▶ _本文_:
ホリスティック医学シンポジウムでガイアシンフォニーの龍村仁監督が「代替医療にも西洋医学を否定するようなものがある。『これさえしていれば何でも治る』と行き過ぎてるものがある。」と発言してくださいました。
これが今一番の代替医療の問題ですね。
「西洋医学的診療の空白」を作るようなやり方は大きな問題があります。先のホメオパシーの事件もこの点が最も重要な問題です。この空白を作らないためには補完代替医療と西洋医学の双方に精通した医師のマネージメントが必要となります。
統合医療には、どのように患者さんをマネージメントするかという「理念」があります。同じ壇上で上野圭一さんが「日本統合医療学会の示す統合医療はよくわからない。患者中心といっているが具体的にどういう事をさすのか示されていない。」とおっしゃった様に、このどのようにマネージメントするかを示せていない医療は統合医療とはいえないわけです。単なる併用ではいけない。
患者さん中心というのは原則として患者さんの希望通りに医療を提供することになります。しかし、すべて患者さんの言いなりと言う訳ではありません。医師には責務が存在しますので、患者さんの希望通りにしているだけではその責務を果たしているとはいえません。患者さんに正しい情報を提供し、患者さんの意向を問い、患者さんの希望と医師の責務のバランスをとりながら治療法を決めていく作業となります。

コレクションから取り出した項目
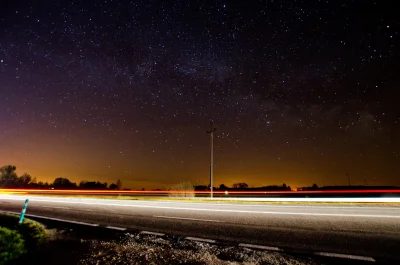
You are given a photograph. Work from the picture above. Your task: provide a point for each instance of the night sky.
(301, 92)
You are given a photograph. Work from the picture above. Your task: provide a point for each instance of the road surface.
(371, 231)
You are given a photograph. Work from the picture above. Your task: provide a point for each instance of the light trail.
(66, 191)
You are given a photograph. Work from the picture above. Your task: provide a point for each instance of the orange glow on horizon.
(10, 191)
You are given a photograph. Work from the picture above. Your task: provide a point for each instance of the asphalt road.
(372, 231)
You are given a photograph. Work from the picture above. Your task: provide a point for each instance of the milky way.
(300, 91)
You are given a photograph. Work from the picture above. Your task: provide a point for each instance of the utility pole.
(348, 177)
(211, 132)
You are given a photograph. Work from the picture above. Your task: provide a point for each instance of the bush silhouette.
(32, 232)
(11, 245)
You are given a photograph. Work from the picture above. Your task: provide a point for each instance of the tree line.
(10, 179)
(244, 186)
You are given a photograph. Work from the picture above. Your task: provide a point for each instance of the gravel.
(144, 249)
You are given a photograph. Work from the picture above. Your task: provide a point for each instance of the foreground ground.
(78, 246)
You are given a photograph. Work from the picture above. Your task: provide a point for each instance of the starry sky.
(301, 92)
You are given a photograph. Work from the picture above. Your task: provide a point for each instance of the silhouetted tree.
(25, 180)
(8, 177)
(223, 187)
(201, 187)
(92, 185)
(113, 186)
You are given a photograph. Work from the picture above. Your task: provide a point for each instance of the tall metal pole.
(348, 178)
(211, 132)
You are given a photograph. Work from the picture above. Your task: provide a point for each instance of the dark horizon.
(301, 92)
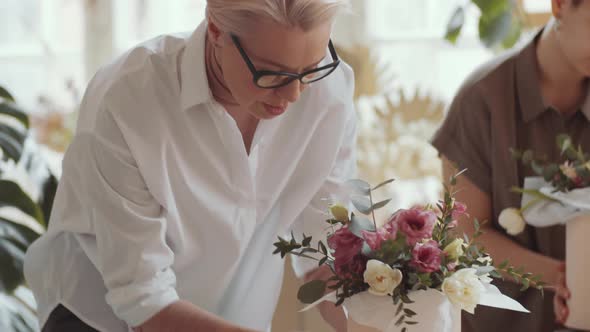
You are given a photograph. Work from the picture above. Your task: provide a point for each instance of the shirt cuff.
(137, 303)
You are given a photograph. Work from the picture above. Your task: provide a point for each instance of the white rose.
(454, 250)
(463, 288)
(381, 278)
(485, 260)
(512, 221)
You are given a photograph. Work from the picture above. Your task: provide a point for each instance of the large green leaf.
(358, 224)
(6, 95)
(514, 34)
(47, 197)
(21, 235)
(10, 147)
(14, 241)
(10, 110)
(492, 8)
(19, 135)
(11, 194)
(455, 25)
(12, 257)
(494, 29)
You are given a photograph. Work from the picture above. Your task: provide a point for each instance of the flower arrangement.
(415, 249)
(559, 195)
(570, 174)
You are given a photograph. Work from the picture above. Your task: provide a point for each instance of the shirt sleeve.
(465, 137)
(312, 221)
(127, 228)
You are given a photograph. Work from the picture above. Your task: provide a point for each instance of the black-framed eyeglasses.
(268, 79)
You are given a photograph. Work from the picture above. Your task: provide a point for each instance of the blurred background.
(409, 57)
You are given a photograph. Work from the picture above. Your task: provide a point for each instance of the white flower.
(381, 278)
(339, 213)
(454, 250)
(569, 170)
(463, 288)
(485, 260)
(512, 221)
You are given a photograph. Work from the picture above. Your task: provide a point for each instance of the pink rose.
(345, 245)
(452, 266)
(415, 223)
(454, 223)
(459, 209)
(426, 257)
(384, 233)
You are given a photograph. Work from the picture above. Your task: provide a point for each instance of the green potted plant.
(27, 216)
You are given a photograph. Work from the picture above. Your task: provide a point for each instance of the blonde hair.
(235, 15)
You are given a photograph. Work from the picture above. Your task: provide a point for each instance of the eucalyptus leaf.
(359, 186)
(384, 183)
(359, 224)
(379, 205)
(482, 270)
(362, 204)
(311, 291)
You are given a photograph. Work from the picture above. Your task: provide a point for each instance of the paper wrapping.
(578, 270)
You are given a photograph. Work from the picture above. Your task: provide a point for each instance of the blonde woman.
(523, 100)
(192, 153)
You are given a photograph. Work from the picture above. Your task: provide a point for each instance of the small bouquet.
(559, 195)
(412, 270)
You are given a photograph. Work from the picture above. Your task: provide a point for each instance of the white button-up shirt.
(159, 199)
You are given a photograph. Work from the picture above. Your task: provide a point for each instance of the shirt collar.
(194, 86)
(529, 87)
(527, 81)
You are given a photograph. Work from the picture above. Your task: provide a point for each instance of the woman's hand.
(562, 294)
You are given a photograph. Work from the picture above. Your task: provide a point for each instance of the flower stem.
(372, 211)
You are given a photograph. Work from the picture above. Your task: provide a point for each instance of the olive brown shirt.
(500, 107)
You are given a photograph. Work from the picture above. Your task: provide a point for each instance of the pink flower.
(345, 245)
(354, 268)
(426, 257)
(459, 209)
(452, 265)
(415, 223)
(384, 233)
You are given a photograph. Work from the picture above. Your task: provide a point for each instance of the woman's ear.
(557, 8)
(214, 34)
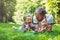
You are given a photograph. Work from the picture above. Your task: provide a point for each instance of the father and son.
(40, 22)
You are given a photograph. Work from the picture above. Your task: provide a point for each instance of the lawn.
(7, 33)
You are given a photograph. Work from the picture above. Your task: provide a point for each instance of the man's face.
(38, 16)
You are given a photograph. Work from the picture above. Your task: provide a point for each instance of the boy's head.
(40, 13)
(27, 18)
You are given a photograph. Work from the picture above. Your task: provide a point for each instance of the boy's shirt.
(49, 19)
(31, 26)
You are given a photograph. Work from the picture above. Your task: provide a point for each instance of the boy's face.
(28, 20)
(38, 16)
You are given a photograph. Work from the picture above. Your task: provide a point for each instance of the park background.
(11, 14)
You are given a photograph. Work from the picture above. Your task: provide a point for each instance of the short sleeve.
(49, 18)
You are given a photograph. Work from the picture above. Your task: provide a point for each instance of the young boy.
(27, 24)
(40, 19)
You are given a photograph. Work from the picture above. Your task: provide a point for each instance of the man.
(39, 16)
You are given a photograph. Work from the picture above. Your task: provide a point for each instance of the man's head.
(27, 18)
(40, 13)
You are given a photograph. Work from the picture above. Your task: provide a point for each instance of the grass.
(7, 33)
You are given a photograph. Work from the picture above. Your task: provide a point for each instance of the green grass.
(7, 33)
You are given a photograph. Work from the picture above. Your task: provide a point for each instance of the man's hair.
(42, 11)
(26, 15)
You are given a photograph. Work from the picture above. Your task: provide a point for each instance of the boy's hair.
(41, 11)
(26, 15)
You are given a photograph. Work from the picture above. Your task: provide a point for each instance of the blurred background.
(13, 10)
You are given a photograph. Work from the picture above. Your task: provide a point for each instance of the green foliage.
(23, 7)
(7, 33)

▶ _情報の活用_:
- A) 統合医療についての本文にある「この空白を作らないためには補完代替医療と西洋医学の双方に精通した医師のマネージメントが必要となります。」という一文を英語に訳してください。
- B) 統合医療についての本文によれば、上野圭一さんは、日本統合医療学会が患者中心と言いながら何が示されていないと述べましたか。
- C) 統合医療についての本文を、最後の文の後から書き継いでください。

▶ _項目別の解答_:
- A) To avoid creating this gap, management by a physician who is well versed in both complementary and alternative medicine and Western medicine is necessary.

- B) 患者中心とは具体的にどういう事をさすのかが示されていないと述べました。

- C)
この作業は決して統合医療に限ったことではありません。西洋医学でも医師に求められる能力です。つまり、今や「患者中心の医学」というのは西洋医学でも当たりまえのことなのです。
医師会が政府の統合医療促進に反対する声明を出しましたが、統合医療でないと患者中心の医療と言えないような定義をしていると指摘しています。当然の指摘であり、これは定義が悪い。他にも医師会は混合診療解禁への伏線ではないかと警戒していますが、統合医療が西洋医学と代替医療の併用自体であると誤解しているがための懸念でしょう。
統合医療は治療の選択肢が西洋医学だけでなく補完代替医療にまで拡大されています。それだけ患者さんには治療の可能性が増えて有利であると同時に不利にもなります。片方だけの知識や情報では量れない難しい問題です。Weil先生は「Always Both」というのが決まり文句ですが、常に双方の狭間でバランス=平衡を保つことが求められるのです。